◆ **DATASET ENTRIES**
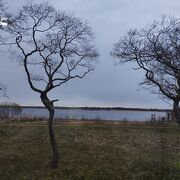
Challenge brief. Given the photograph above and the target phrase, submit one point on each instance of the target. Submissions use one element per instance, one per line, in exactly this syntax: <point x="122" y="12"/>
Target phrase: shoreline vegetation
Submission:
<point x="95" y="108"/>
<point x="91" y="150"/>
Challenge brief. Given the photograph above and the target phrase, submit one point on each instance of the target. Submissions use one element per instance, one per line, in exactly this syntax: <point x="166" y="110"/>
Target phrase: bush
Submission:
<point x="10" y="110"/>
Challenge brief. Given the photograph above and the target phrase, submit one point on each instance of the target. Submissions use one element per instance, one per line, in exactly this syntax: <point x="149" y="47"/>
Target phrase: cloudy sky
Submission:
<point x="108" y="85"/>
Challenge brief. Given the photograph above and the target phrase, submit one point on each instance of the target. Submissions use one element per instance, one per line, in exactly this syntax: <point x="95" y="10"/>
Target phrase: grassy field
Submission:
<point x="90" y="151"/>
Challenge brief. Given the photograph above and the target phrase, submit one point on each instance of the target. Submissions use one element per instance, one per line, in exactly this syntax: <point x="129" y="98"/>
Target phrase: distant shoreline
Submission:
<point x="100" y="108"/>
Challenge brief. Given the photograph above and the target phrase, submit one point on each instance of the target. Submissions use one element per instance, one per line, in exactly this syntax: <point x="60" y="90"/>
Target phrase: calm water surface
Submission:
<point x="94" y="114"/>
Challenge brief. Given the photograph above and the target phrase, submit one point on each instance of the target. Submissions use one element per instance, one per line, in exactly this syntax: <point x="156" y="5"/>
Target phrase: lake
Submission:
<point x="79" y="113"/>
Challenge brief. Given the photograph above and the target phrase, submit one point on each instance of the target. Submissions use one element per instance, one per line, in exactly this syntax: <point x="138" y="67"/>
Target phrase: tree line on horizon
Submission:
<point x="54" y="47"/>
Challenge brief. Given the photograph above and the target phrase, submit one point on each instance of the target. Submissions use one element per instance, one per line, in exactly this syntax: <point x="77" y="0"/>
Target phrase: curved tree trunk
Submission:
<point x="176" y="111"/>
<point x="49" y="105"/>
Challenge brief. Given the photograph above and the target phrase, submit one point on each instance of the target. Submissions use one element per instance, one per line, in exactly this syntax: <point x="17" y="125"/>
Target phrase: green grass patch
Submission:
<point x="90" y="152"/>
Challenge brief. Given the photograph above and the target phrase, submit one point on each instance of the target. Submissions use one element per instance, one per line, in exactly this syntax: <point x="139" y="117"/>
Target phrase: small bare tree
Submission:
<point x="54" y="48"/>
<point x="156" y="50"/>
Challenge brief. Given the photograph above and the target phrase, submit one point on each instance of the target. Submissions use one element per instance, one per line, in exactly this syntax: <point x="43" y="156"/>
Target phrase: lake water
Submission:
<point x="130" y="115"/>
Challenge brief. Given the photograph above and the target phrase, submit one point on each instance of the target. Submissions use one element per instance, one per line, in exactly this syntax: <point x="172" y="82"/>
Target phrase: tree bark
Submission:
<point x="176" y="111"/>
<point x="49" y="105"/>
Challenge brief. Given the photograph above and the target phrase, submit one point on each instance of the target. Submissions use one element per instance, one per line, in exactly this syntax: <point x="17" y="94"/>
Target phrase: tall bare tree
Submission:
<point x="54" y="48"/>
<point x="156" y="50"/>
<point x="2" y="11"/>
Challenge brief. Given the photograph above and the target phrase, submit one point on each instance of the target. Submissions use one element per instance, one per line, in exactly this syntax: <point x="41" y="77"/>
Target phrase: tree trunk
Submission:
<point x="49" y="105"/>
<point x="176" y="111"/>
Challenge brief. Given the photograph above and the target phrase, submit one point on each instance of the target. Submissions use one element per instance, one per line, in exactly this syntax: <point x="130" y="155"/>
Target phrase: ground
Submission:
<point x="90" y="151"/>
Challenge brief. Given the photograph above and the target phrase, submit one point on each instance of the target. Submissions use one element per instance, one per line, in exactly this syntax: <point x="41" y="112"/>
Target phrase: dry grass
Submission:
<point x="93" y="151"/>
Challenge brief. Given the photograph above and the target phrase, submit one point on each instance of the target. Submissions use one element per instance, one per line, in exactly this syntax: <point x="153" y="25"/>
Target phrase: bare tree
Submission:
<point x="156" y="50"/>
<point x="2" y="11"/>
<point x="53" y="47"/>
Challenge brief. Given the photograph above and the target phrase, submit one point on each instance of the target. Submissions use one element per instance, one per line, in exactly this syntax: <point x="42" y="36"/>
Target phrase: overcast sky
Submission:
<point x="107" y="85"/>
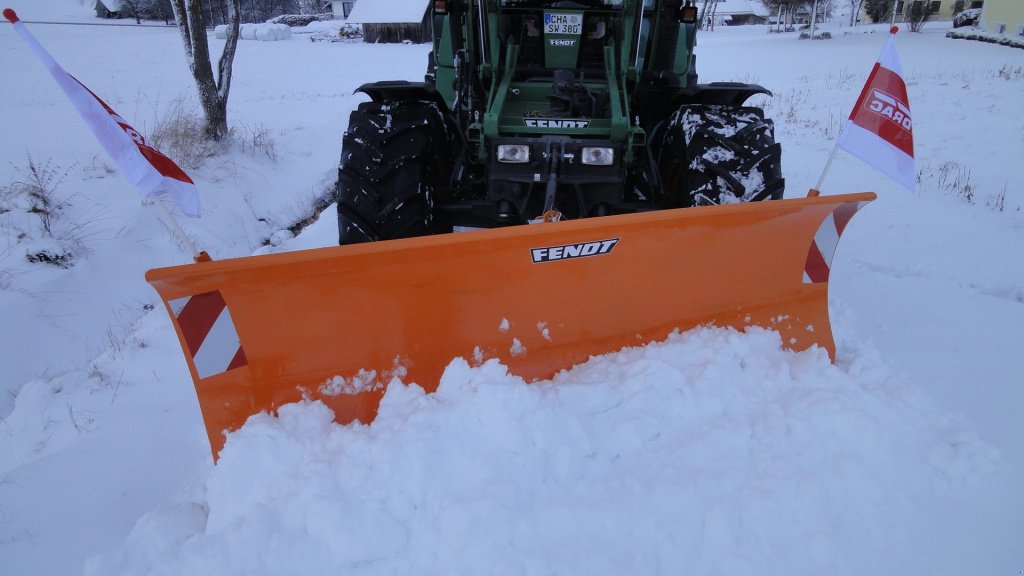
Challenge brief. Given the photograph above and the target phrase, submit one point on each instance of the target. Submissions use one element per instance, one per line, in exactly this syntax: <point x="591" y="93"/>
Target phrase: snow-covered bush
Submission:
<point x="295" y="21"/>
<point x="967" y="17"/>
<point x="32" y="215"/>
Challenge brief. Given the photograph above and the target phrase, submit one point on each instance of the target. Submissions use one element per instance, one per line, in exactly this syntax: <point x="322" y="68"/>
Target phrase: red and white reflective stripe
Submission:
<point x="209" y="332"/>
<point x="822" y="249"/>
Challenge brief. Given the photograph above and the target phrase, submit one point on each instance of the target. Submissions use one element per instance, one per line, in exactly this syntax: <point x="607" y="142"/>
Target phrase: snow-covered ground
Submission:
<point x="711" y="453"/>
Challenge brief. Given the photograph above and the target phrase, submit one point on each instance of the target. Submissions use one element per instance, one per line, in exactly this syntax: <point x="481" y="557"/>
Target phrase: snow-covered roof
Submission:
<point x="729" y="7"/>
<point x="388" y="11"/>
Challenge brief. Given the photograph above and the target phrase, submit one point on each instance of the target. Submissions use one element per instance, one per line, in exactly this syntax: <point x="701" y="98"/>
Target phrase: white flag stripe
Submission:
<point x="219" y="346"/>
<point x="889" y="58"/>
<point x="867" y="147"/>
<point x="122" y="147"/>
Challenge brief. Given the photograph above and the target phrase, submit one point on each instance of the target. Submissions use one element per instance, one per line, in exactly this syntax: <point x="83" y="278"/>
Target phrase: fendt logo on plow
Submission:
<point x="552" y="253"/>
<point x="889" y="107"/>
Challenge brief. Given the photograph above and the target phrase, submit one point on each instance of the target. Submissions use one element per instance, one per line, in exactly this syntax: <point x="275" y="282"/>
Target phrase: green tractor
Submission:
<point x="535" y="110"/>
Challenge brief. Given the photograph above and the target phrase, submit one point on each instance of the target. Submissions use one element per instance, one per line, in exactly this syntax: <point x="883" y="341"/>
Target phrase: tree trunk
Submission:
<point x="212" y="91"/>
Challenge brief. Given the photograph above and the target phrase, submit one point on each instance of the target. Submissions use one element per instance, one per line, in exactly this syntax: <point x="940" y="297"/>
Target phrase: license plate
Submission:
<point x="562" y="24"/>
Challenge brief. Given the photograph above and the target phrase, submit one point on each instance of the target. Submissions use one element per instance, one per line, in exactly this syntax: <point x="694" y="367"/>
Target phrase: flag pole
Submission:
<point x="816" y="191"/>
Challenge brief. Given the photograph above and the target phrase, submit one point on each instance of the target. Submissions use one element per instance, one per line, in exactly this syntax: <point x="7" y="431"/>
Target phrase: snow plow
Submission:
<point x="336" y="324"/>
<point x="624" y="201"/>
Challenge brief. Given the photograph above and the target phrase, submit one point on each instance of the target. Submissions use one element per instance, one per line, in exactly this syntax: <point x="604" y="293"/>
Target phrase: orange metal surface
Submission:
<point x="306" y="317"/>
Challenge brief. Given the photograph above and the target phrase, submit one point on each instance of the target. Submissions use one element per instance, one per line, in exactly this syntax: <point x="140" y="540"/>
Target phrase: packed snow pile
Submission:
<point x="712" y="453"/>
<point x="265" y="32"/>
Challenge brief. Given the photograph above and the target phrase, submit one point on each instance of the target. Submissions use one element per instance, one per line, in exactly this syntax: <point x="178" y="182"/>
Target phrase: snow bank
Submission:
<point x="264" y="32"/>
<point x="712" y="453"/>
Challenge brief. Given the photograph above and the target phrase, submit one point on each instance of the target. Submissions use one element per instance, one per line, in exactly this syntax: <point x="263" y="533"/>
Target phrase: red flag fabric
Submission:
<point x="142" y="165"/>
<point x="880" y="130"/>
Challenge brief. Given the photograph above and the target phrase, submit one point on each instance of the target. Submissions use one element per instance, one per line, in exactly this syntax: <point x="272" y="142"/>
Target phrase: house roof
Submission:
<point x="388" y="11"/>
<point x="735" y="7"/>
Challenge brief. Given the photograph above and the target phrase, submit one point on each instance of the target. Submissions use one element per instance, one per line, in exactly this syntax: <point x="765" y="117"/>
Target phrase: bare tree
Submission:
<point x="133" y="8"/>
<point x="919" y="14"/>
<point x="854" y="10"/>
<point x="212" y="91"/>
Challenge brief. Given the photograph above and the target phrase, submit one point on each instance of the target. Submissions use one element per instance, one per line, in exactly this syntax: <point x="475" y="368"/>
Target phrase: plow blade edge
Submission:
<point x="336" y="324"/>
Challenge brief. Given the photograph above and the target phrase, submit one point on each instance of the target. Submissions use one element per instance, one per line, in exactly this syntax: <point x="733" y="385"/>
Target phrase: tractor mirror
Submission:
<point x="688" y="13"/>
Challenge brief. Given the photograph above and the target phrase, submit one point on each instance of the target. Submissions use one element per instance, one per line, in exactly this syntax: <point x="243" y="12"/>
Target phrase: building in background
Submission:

◆ **CHALLENGE**
Update the data from its start through the line containing "Target phrase: shoreline vegetation" by changing "photograph" to "image" and keeping everything else the same. Return only those lines, and leave out the picture.

◆ **TASK RESPONSE**
Challenge brief. Given the image above and the target phrase, submit one point on each instance of the target. Submissions use one element per instance, one per line, in exactly this syntax: <point x="122" y="12"/>
Target phrase: shoreline vegetation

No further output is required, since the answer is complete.